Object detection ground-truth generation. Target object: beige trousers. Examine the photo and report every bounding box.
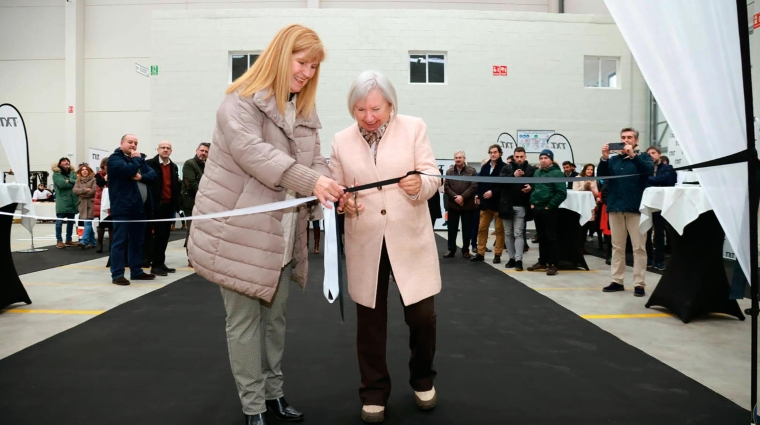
[477,210,505,256]
[609,212,647,287]
[220,265,292,415]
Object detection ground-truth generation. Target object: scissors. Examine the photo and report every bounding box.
[353,178,358,220]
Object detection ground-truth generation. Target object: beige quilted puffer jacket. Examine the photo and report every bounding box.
[188,90,330,301]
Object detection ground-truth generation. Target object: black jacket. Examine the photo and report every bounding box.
[146,155,182,213]
[565,171,579,189]
[498,161,535,220]
[476,158,507,212]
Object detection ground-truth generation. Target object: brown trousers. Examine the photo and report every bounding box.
[356,241,437,406]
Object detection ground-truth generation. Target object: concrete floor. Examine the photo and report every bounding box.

> Activity:
Retype the records exactly. Any image in them should not appear in what you write.

> Finished task:
Object detection ground-truth generation. Target object: beige trousers. Examine the photo and report every bounding box.
[477,210,505,256]
[609,212,647,287]
[220,265,292,415]
Object detection ground-truth generation. Target object: scissors. Examine the photo and report every bounding box.
[353,178,358,220]
Object detection ground-truth generation. Target object: beige quilted puffer jacket. Examine the photo and report every bounding box.
[188,90,330,301]
Object detection ground-truth generation. Target object: black jacket. Examine the photo and report every bounding box.
[146,155,182,213]
[565,171,579,189]
[498,161,535,220]
[476,158,507,212]
Object detection ground-truth generation. Target object: brown trousers. Examine the photo and report every bounding box.
[356,241,437,406]
Object detection ground-truth generation. Target object: concrete floor. Examine the photo and report every bounding box.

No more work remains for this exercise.